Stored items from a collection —
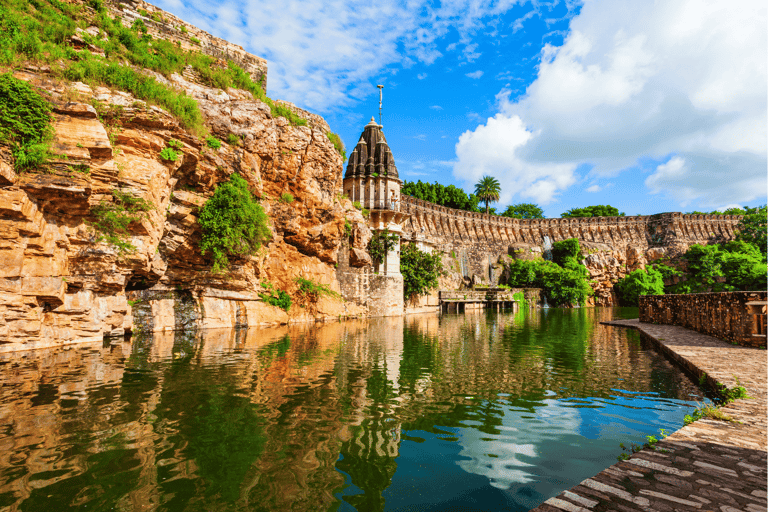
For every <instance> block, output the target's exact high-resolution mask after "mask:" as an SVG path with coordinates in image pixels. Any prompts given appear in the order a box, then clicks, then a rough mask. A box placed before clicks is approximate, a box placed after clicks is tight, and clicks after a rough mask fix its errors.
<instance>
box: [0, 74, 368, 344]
mask: <svg viewBox="0 0 768 512" xmlns="http://www.w3.org/2000/svg"><path fill="white" fill-rule="evenodd" d="M16 77H17V78H19V79H22V80H26V81H28V82H29V83H31V84H32V85H34V86H35V87H36V88H38V89H39V90H40V91H41V92H42V93H43V94H45V95H46V96H47V97H48V98H49V99H50V101H51V102H52V103H53V105H54V121H53V127H54V129H55V138H54V143H53V146H54V147H53V149H54V152H55V153H57V154H58V155H60V156H59V157H57V158H56V160H54V161H53V162H51V164H50V165H49V166H48V168H47V170H46V171H45V172H35V173H25V174H21V175H17V174H16V173H15V172H14V171H13V167H12V162H11V161H10V158H9V154H8V153H7V152H4V153H0V175H2V178H0V180H2V184H0V187H2V188H0V319H2V321H0V351H4V350H15V349H20V348H30V347H39V346H51V345H56V344H60V343H68V342H75V341H88V340H96V339H101V338H102V337H103V336H105V335H106V336H109V335H122V334H123V333H125V332H128V331H130V330H132V329H136V328H139V329H145V330H169V329H180V328H190V327H231V326H246V325H249V326H253V325H264V324H274V323H285V322H288V321H302V320H311V319H324V318H334V319H336V318H339V317H340V316H349V315H359V314H363V313H365V308H362V307H360V306H357V305H355V304H353V303H347V302H344V301H341V300H338V299H335V298H333V297H326V298H324V299H321V300H320V301H318V302H317V303H316V304H305V306H306V307H304V308H302V307H298V306H295V307H294V308H292V309H291V310H289V311H288V312H287V313H286V312H285V311H283V310H281V309H279V308H275V307H273V306H270V305H268V304H266V303H264V302H263V301H262V300H261V298H260V295H259V292H261V291H263V290H262V287H261V284H262V283H271V284H272V285H273V286H274V287H275V288H277V289H281V290H287V291H288V292H289V293H295V292H296V290H297V284H296V282H295V279H296V278H297V277H303V278H306V279H311V280H313V281H315V282H317V283H320V284H324V285H326V286H328V287H329V288H330V289H332V290H334V289H335V290H336V291H339V288H338V284H337V281H336V269H335V266H336V264H337V257H338V250H339V247H340V246H341V243H342V240H347V237H346V234H347V233H348V232H350V231H351V233H353V235H354V236H352V237H350V241H351V244H352V248H353V249H356V250H358V251H359V250H362V249H364V248H365V244H366V243H367V240H368V239H369V238H370V231H369V230H368V228H367V227H366V223H365V219H364V218H363V217H362V215H361V214H360V212H359V211H358V210H356V209H355V208H354V207H353V206H352V204H351V203H350V202H349V201H348V200H345V199H343V198H342V197H341V195H340V191H341V167H342V164H343V161H342V159H341V157H340V155H339V154H338V153H337V152H336V150H335V149H334V147H333V145H332V144H331V142H330V140H329V139H328V137H327V135H326V133H324V132H322V131H320V130H318V129H316V128H312V127H309V126H298V127H297V126H291V125H290V124H289V123H288V121H287V120H286V119H284V118H281V117H273V116H272V114H271V113H270V108H269V106H268V105H266V104H264V103H262V102H261V101H258V100H256V99H254V98H253V97H252V96H251V94H250V93H247V92H244V91H239V90H233V89H229V90H227V91H221V90H216V89H211V88H207V87H204V86H201V85H199V84H196V83H193V82H190V81H188V80H186V79H185V78H184V77H183V76H179V75H173V76H171V78H170V79H169V80H166V79H165V78H163V77H158V79H159V80H162V81H165V82H166V83H168V84H169V85H171V86H172V87H175V88H178V89H181V90H184V91H185V92H186V93H187V94H188V95H189V96H191V97H193V98H194V99H195V100H196V101H197V102H198V105H199V107H200V109H201V111H202V113H203V116H204V118H205V121H206V125H207V126H208V128H209V129H210V131H211V134H212V135H213V136H215V137H217V138H219V139H220V140H227V137H228V136H229V135H230V134H234V135H236V136H237V138H238V140H239V141H240V142H239V143H238V144H236V145H230V144H227V143H225V142H222V144H221V147H220V148H218V149H212V148H210V147H208V145H207V144H206V142H205V139H204V138H201V137H198V136H195V135H194V134H192V133H189V132H188V131H186V130H184V129H183V128H182V127H180V126H179V124H178V122H177V121H176V119H175V118H174V117H172V116H171V115H170V114H168V113H167V112H165V111H164V110H162V109H160V108H158V107H156V106H152V105H147V104H146V103H144V102H143V101H140V100H138V99H137V98H134V97H132V96H131V95H130V94H127V93H124V92H120V91H113V90H110V89H108V88H103V87H97V88H91V87H89V86H87V85H85V84H82V83H67V82H59V81H56V80H53V79H51V78H50V77H49V76H47V75H44V74H36V73H32V72H17V73H16ZM172 139H175V140H177V141H179V143H180V149H178V153H179V156H178V158H177V159H176V161H165V160H163V159H161V158H160V157H159V153H160V151H161V150H162V149H163V148H165V147H167V145H168V142H169V141H171V140H172ZM235 172H237V173H239V174H240V175H241V176H242V177H244V178H245V179H246V180H247V181H248V183H249V187H250V189H251V190H252V192H253V193H254V195H255V196H257V197H258V198H260V200H261V203H262V205H263V206H264V208H265V210H266V212H267V214H268V216H269V218H270V220H271V225H270V230H271V233H272V237H271V240H270V242H269V243H268V244H267V245H266V246H265V247H263V248H262V249H261V250H260V251H259V252H258V253H257V254H256V255H254V256H253V257H248V258H243V259H236V260H232V266H231V269H230V272H228V273H226V274H214V273H212V272H211V270H210V269H211V261H210V260H209V259H208V258H206V257H205V256H203V255H201V253H200V249H199V242H200V237H201V234H200V229H199V226H198V223H197V215H198V211H199V208H200V207H201V206H202V205H203V204H204V202H205V201H206V199H207V198H208V197H210V196H211V195H212V194H213V191H214V190H215V188H216V186H217V185H218V184H220V183H222V182H224V181H227V180H228V179H229V177H230V176H231V174H232V173H235ZM114 190H121V191H123V192H127V193H130V194H132V195H134V196H138V197H141V198H143V199H145V200H147V201H149V202H150V203H151V204H152V205H153V209H152V210H150V211H149V212H148V213H147V215H146V218H144V219H143V220H142V221H141V222H134V223H133V224H131V225H130V226H129V230H130V237H129V242H130V243H131V244H132V245H133V246H135V247H136V250H135V252H132V253H128V254H125V255H120V254H119V253H118V251H116V249H115V247H113V246H111V245H109V244H107V243H106V242H104V241H102V240H100V236H99V235H100V234H99V232H98V231H97V230H95V229H94V227H93V226H94V223H95V221H96V218H95V217H94V207H96V206H98V205H100V204H102V203H110V202H112V201H113V200H114V198H113V191H114ZM285 193H288V194H291V195H292V196H293V197H294V198H295V199H294V200H293V201H292V202H290V203H288V202H284V201H281V200H280V198H281V196H282V194H285Z"/></svg>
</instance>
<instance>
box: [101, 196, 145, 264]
mask: <svg viewBox="0 0 768 512" xmlns="http://www.w3.org/2000/svg"><path fill="white" fill-rule="evenodd" d="M154 208H155V206H154V205H153V204H152V203H151V202H150V201H147V200H146V199H143V198H141V197H136V196H134V195H132V194H131V193H129V192H124V191H122V190H117V189H115V190H113V191H112V202H107V201H101V202H100V203H99V204H98V205H96V206H94V207H93V208H91V214H92V215H93V216H94V217H96V222H94V223H92V224H91V225H92V226H93V227H94V228H95V229H96V231H98V232H99V233H101V234H100V236H99V237H98V238H97V240H96V241H97V242H100V241H106V242H107V243H109V244H111V245H113V246H114V247H115V248H116V249H117V252H118V255H120V256H122V255H124V254H126V253H131V252H134V251H135V250H136V247H135V246H134V245H133V244H131V243H130V242H128V241H127V239H128V226H129V225H130V224H131V223H132V222H141V221H142V220H143V219H144V218H145V217H146V213H147V212H148V211H150V210H154Z"/></svg>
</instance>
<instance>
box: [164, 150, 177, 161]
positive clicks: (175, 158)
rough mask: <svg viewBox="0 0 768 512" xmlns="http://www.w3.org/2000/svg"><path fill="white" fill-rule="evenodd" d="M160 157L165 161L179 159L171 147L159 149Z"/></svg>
mask: <svg viewBox="0 0 768 512" xmlns="http://www.w3.org/2000/svg"><path fill="white" fill-rule="evenodd" d="M160 158H161V159H162V160H165V161H166V162H175V161H176V160H178V159H179V154H178V153H176V152H175V151H174V150H173V149H171V148H163V149H162V150H161V151H160Z"/></svg>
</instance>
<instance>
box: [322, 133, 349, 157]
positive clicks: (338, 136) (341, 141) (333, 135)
mask: <svg viewBox="0 0 768 512" xmlns="http://www.w3.org/2000/svg"><path fill="white" fill-rule="evenodd" d="M326 135H328V138H329V139H330V140H331V142H332V143H333V147H334V148H336V151H337V152H338V153H339V154H340V155H341V158H342V159H343V160H346V159H347V149H346V148H345V147H344V142H343V141H342V140H341V137H339V135H338V134H336V133H333V132H328V133H327V134H326Z"/></svg>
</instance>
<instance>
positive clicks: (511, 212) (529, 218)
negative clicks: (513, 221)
mask: <svg viewBox="0 0 768 512" xmlns="http://www.w3.org/2000/svg"><path fill="white" fill-rule="evenodd" d="M501 216H502V217H509V218H511V219H543V218H544V210H542V209H541V208H540V207H539V205H537V204H533V203H519V204H511V205H509V206H507V209H506V210H504V212H503V213H502V214H501Z"/></svg>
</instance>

EXERCISE DESCRIPTION — Read the data above. Pull out each line in which the string "rough" appears.

ANSWER —
For every <instance> block, output the target's exact high-resolution mask after "mask:" as an SVG path with coordinates in image pixels. Any prompts given appear in the order a box, then clicks, then a rough mask. A box placed before clicks is approximate, a box placed after clicks is tight, and clicks after a rough mask fix its errors.
rough mask: <svg viewBox="0 0 768 512" xmlns="http://www.w3.org/2000/svg"><path fill="white" fill-rule="evenodd" d="M160 157L165 161L179 159L171 147L159 149Z"/></svg>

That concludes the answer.